Sardinia morphological structure is the product of a succession of geological events, lasted for about half a billion years, each of which brought substantial structural changes up to the current set up. The first evolutionary period, undoubtedly the longest, embraces the entire Paleozoic. A geological era begun 570 million years ago with the Cambrian period, lasted for about 345 million years, ended finally in the Permian period, 225 million years ago.
In this time interval, sedimentary, tectonic, magmatic and erosive processes have occurred which overall made the island morphologically and chronologically heterogeneous. At present, the region is going through a phase of continentality, during which exclusive processes of erosive and sedimentary nature are carried out, which make it a stable formation and not very active, from a geological point of view.
To the protoliths located in southern (near Capo Spartivento) and northern Sardinia (in various sites in Gallura), has been attributed a probable Precambrian origin. The origin of the outcrops located in the Sulcis, attributed to the Precambrian or lower Cambrian, is instead dubious.

****

Task prompt> Resume the passage on Sardinia's geology, picking up after its last sentence. The items have no connection to the passage on Sardinia's geology.

****

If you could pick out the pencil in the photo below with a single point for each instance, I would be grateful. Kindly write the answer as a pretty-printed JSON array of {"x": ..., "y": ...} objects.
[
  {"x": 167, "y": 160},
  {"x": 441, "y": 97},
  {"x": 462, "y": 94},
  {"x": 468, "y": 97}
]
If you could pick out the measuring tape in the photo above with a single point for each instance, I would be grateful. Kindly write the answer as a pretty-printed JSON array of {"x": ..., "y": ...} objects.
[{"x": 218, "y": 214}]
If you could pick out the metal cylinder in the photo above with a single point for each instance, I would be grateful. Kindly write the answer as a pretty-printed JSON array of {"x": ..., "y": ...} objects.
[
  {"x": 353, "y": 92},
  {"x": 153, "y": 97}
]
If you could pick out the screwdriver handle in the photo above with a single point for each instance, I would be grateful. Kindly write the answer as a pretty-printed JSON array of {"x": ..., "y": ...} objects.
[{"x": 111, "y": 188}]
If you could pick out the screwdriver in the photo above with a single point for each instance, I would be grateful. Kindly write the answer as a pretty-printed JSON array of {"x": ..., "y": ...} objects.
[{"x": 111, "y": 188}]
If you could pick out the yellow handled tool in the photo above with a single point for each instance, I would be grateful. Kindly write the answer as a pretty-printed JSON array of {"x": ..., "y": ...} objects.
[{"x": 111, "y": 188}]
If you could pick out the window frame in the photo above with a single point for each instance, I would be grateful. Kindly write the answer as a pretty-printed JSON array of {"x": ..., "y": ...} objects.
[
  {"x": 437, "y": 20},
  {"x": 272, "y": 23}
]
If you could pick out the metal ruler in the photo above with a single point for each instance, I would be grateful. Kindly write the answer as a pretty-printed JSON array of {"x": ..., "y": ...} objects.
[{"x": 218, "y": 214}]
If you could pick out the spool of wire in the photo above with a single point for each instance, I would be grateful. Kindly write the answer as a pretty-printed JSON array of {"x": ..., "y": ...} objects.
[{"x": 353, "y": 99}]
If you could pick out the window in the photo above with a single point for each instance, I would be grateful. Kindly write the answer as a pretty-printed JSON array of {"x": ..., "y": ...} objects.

****

Response for this exercise>
It is during the Ercinica orogenesis that the area of the future Sardinia is thus formed. The rocks emerged during this phase, the oldest found in Sardinia, have formed the “Basamento Sardo” which represents the most complete succession of the outcropping Paleozoic in Italy.
The end of the Ercinico cycle marks the beginning of a long period of stasis, both from the tectonic point of view and for the volcanic activities. This period continues throughout the Mesozoic (from 225 to 65 million years ago). Sardinia was then subjected to a new marine inlet that failed to fully submerged it, except in some interval of the Jurassic, during which the deposition of organogenic calcareous sediments occurred. The rocks generated are found in various outcrops of Sarcidano, Nurra, Ogliastra, Monte Albo and the island of Tavolara.
The current aspect of Sardinia derives above all from the very recent geological history (Pleistocene, the last 1.7 million years), dominated by the exogenous dynamics (river, wind, glacial processes etc ..) that have determined the actual physiography, in turn strongly conditioned and modified by the intense human activity.